**Recorded data**.
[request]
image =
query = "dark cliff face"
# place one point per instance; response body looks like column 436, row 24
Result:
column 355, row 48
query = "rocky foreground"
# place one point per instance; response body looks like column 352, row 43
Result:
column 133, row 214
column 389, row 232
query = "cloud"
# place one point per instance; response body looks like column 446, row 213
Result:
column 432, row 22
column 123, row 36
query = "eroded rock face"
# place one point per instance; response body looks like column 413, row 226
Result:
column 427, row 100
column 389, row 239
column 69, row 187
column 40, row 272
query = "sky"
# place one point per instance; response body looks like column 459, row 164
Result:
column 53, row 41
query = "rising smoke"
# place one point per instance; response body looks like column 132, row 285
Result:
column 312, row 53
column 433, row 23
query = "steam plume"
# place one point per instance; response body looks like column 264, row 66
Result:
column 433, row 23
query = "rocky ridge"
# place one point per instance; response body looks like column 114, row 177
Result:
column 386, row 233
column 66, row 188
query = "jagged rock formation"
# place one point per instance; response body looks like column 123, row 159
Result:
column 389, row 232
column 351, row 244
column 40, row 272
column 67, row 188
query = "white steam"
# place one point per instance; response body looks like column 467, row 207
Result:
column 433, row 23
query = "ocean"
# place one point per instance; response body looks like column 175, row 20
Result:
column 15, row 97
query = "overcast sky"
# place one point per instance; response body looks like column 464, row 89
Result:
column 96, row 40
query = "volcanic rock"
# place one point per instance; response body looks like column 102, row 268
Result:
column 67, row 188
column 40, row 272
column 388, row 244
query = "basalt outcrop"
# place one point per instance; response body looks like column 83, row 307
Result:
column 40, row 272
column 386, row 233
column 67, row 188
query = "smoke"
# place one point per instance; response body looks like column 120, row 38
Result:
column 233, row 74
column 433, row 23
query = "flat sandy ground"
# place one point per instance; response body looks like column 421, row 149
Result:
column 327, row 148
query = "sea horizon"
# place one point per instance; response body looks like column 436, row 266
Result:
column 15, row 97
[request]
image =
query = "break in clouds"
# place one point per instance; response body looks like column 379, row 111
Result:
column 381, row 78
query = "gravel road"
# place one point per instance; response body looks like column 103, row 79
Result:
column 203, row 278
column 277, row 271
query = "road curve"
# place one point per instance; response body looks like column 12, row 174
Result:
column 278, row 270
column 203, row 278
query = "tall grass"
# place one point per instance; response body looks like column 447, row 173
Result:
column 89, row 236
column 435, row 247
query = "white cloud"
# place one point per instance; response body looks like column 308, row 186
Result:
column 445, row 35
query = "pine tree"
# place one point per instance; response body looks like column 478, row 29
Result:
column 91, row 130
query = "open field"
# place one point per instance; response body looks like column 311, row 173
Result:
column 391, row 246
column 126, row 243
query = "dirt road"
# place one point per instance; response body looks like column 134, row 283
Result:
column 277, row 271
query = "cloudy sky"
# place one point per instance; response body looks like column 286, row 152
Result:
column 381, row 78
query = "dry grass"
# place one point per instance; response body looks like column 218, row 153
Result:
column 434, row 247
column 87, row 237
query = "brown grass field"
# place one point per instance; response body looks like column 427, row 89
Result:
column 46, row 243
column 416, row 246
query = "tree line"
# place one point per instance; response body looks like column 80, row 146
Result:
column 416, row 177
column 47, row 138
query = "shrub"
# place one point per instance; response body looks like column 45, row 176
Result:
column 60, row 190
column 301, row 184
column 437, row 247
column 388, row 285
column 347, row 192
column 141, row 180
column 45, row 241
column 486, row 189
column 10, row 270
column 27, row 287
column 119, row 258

**Task instructions**. Collect every line in the records above that contains the string "steam", and list those lines unchanged in their original order.

**Task output**.
query = "steam plume"
query = "white steam"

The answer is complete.